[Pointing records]
================

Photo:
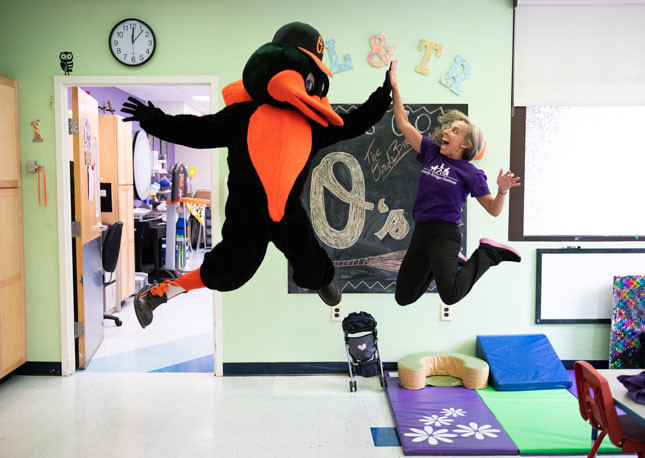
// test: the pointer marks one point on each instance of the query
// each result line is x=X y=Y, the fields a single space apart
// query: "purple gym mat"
x=445 y=421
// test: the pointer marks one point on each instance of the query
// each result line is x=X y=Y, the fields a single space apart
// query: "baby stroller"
x=363 y=357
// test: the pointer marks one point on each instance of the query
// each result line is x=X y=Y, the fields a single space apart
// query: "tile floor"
x=118 y=408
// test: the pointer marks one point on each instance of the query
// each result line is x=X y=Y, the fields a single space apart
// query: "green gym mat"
x=543 y=422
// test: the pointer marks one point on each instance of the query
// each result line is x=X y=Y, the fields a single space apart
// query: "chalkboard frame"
x=381 y=283
x=539 y=310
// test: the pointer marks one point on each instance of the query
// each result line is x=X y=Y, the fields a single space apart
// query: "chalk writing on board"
x=359 y=197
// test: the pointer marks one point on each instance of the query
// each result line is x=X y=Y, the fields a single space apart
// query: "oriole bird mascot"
x=276 y=119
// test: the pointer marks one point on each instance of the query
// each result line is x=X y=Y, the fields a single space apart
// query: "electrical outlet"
x=337 y=313
x=446 y=312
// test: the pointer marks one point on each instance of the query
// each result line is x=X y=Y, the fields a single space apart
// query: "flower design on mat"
x=435 y=420
x=452 y=412
x=431 y=435
x=479 y=431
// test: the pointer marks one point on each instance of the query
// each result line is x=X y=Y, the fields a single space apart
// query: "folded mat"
x=445 y=421
x=543 y=422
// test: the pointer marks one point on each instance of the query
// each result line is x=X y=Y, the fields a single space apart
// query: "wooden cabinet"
x=13 y=324
x=115 y=168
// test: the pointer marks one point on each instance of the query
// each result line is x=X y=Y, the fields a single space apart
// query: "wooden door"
x=88 y=267
x=13 y=326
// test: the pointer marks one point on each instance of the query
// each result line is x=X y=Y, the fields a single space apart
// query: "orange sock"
x=191 y=280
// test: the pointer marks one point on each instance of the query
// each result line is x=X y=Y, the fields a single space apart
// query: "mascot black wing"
x=277 y=117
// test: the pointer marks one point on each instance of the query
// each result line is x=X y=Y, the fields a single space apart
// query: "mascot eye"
x=310 y=82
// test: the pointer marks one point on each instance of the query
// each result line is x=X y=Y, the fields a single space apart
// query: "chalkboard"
x=359 y=197
x=575 y=285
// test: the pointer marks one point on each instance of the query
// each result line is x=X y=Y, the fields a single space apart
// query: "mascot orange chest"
x=290 y=81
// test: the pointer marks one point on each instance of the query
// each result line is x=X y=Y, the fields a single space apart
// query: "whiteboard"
x=575 y=285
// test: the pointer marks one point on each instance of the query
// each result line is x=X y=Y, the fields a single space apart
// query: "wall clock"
x=132 y=42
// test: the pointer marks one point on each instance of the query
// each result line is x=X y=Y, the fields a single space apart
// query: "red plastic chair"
x=597 y=406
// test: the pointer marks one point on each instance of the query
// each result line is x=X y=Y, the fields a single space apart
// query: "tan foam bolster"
x=414 y=368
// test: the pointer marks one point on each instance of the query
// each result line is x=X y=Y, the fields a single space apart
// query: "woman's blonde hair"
x=474 y=136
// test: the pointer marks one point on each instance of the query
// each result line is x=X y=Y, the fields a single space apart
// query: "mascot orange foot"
x=276 y=119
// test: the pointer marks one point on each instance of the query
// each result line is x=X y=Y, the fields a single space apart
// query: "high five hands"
x=506 y=181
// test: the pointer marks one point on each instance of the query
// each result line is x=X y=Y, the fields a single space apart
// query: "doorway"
x=61 y=85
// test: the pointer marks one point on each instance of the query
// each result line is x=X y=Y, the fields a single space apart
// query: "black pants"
x=245 y=237
x=432 y=253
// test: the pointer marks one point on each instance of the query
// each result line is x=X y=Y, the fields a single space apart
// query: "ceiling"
x=157 y=93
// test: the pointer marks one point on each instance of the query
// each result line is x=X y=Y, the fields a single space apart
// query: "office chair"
x=597 y=406
x=110 y=255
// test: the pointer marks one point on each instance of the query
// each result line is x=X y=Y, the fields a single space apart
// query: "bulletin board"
x=359 y=197
x=574 y=285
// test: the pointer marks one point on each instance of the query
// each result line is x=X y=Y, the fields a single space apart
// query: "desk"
x=619 y=393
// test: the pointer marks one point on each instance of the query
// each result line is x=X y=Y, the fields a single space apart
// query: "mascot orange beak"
x=289 y=86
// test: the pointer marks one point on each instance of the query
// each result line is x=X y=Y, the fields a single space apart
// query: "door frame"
x=63 y=194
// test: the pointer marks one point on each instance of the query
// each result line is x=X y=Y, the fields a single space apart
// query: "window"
x=583 y=173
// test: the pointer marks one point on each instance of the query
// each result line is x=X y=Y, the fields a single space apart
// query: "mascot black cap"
x=306 y=38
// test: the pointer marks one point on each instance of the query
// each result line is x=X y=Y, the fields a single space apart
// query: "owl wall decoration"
x=66 y=61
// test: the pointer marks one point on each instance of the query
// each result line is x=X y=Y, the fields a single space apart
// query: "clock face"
x=132 y=42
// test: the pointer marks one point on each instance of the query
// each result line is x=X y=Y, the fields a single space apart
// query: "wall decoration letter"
x=377 y=42
x=452 y=80
x=36 y=125
x=430 y=46
x=335 y=66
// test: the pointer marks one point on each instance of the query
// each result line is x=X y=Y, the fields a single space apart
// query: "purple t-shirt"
x=444 y=184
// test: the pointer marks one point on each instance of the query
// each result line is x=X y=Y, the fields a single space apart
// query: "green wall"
x=261 y=322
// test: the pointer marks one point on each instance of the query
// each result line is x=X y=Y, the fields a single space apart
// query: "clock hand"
x=135 y=38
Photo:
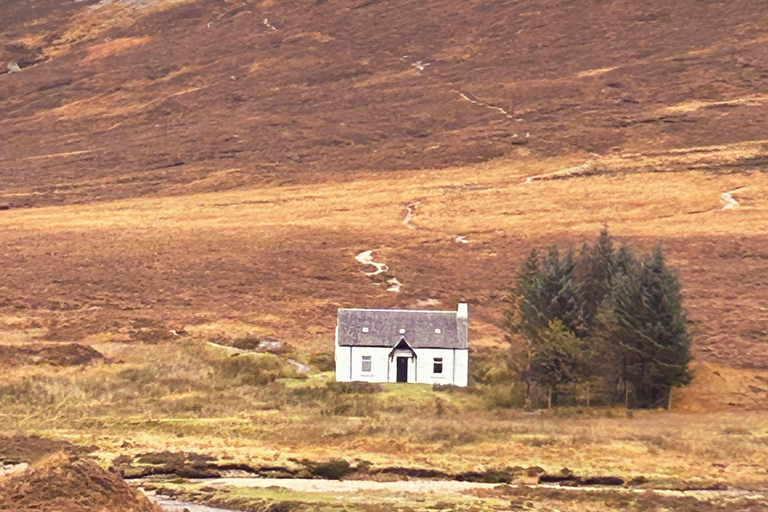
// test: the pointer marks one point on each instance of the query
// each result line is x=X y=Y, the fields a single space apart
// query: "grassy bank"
x=189 y=396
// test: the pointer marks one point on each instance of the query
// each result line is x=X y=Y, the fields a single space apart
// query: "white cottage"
x=397 y=345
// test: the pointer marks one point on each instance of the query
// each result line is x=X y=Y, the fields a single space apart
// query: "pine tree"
x=560 y=292
x=556 y=358
x=644 y=318
x=594 y=269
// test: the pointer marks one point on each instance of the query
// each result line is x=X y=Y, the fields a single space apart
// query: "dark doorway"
x=402 y=369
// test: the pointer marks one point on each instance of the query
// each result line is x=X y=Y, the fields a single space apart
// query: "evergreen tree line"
x=604 y=324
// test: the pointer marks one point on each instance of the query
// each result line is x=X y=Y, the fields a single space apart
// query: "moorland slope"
x=211 y=169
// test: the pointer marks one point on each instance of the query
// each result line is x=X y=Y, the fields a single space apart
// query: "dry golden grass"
x=102 y=50
x=276 y=261
x=184 y=397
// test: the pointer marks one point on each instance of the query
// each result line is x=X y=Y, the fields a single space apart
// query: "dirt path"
x=730 y=201
x=411 y=211
x=366 y=258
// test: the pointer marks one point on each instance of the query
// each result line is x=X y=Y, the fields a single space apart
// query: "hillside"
x=132 y=97
x=213 y=168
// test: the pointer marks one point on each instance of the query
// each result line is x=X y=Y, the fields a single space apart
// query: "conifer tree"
x=594 y=269
x=644 y=319
x=556 y=358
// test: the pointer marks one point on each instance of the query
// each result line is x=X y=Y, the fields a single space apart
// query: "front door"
x=402 y=369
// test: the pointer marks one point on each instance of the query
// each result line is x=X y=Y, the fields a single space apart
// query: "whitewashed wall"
x=349 y=365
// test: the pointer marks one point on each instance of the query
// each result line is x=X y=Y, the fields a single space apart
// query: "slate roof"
x=384 y=328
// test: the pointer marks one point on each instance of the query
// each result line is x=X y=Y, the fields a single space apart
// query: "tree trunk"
x=626 y=385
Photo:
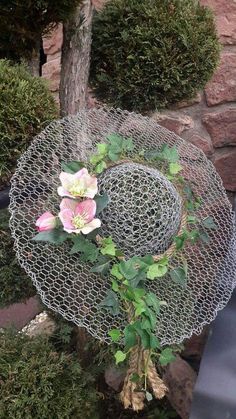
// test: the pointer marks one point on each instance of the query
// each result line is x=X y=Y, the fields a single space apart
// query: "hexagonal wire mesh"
x=143 y=215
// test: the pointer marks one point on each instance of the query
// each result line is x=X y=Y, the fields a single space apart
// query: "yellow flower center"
x=77 y=189
x=78 y=221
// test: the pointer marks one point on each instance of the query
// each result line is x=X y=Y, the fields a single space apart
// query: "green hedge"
x=36 y=382
x=26 y=106
x=15 y=285
x=149 y=54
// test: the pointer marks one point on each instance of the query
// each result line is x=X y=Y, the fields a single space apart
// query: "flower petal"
x=95 y=223
x=81 y=173
x=91 y=187
x=67 y=203
x=63 y=192
x=47 y=221
x=87 y=209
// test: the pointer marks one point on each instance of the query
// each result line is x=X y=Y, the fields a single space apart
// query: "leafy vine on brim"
x=78 y=222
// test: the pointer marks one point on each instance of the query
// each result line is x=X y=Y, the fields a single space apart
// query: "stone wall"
x=208 y=121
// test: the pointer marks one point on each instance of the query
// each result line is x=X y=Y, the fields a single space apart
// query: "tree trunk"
x=77 y=35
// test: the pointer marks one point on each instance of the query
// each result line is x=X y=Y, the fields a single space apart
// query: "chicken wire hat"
x=145 y=211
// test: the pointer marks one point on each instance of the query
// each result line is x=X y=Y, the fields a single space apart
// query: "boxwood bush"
x=149 y=54
x=15 y=285
x=38 y=382
x=26 y=106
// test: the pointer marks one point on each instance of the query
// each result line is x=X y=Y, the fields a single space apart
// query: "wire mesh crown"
x=143 y=215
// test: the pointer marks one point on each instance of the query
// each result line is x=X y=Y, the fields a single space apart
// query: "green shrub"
x=26 y=107
x=15 y=285
x=36 y=382
x=149 y=54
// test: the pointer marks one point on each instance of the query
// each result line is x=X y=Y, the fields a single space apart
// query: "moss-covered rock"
x=27 y=106
x=149 y=54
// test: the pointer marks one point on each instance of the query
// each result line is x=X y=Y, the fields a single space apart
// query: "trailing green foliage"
x=38 y=382
x=15 y=285
x=22 y=23
x=149 y=54
x=26 y=107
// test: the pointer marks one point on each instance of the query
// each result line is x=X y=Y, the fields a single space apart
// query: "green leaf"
x=130 y=337
x=113 y=156
x=138 y=293
x=101 y=202
x=154 y=342
x=135 y=282
x=139 y=308
x=152 y=301
x=100 y=167
x=156 y=270
x=116 y=272
x=120 y=357
x=111 y=303
x=151 y=316
x=55 y=236
x=178 y=275
x=175 y=168
x=72 y=166
x=114 y=285
x=144 y=335
x=115 y=334
x=108 y=247
x=166 y=357
x=129 y=268
x=89 y=251
x=145 y=323
x=209 y=223
x=102 y=266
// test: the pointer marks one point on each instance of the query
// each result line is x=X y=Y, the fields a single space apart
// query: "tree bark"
x=77 y=35
x=34 y=61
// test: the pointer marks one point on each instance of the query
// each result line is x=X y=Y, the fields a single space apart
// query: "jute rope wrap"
x=140 y=363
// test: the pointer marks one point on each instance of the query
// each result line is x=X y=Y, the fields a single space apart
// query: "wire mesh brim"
x=67 y=285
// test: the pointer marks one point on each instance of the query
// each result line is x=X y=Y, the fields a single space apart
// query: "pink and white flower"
x=80 y=184
x=46 y=222
x=78 y=217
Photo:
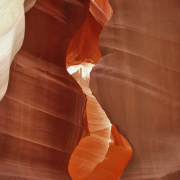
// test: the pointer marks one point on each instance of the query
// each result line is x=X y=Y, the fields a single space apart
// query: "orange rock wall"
x=137 y=84
x=41 y=115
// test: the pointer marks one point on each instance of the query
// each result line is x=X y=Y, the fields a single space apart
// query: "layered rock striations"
x=137 y=84
x=102 y=153
x=84 y=46
x=12 y=26
x=42 y=113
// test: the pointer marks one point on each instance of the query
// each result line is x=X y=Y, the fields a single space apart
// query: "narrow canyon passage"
x=103 y=152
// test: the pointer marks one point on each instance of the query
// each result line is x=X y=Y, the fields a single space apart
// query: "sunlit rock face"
x=42 y=113
x=137 y=84
x=102 y=153
x=84 y=47
x=12 y=26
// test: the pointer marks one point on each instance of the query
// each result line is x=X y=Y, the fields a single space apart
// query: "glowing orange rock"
x=104 y=153
x=84 y=47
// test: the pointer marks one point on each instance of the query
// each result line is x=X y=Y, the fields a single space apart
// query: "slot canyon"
x=89 y=90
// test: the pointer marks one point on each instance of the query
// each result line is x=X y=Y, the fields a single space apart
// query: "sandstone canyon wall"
x=137 y=84
x=102 y=153
x=41 y=115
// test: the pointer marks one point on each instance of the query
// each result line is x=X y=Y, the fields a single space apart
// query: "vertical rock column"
x=137 y=83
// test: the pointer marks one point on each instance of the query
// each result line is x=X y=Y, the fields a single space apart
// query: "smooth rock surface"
x=84 y=46
x=42 y=113
x=12 y=26
x=137 y=84
x=102 y=153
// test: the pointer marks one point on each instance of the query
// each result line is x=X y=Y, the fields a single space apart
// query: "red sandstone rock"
x=41 y=115
x=102 y=153
x=137 y=84
x=84 y=47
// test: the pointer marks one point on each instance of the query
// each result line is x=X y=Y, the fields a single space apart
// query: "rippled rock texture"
x=12 y=26
x=102 y=153
x=41 y=115
x=137 y=84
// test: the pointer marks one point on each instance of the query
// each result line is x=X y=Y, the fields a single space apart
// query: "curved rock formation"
x=12 y=26
x=42 y=113
x=102 y=153
x=137 y=83
x=84 y=47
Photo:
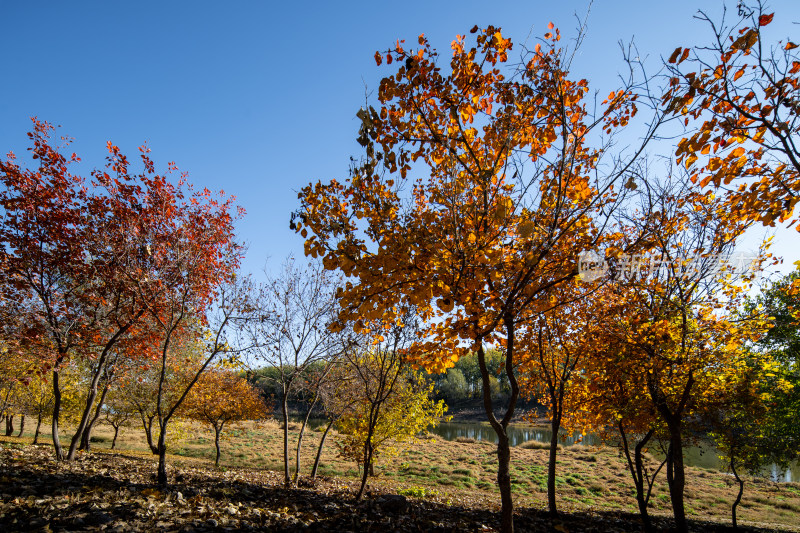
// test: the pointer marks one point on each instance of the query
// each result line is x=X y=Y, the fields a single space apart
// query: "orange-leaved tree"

================

• [Do this]: Locate every line in the records that contains the word "rock" and copy each of those lines.

• [Task answer]:
// query: "moss-covered rock"
// query: "orange rock wall"
// query: "layered rock striations"
// query: "sunlit rock face"
// query: "glowing orange rock"
// query: "vertical rock column"
// query: "smooth rock surface"
// query: "red sandstone rock"
// query: "rippled rock texture"
// query: "curved rock formation"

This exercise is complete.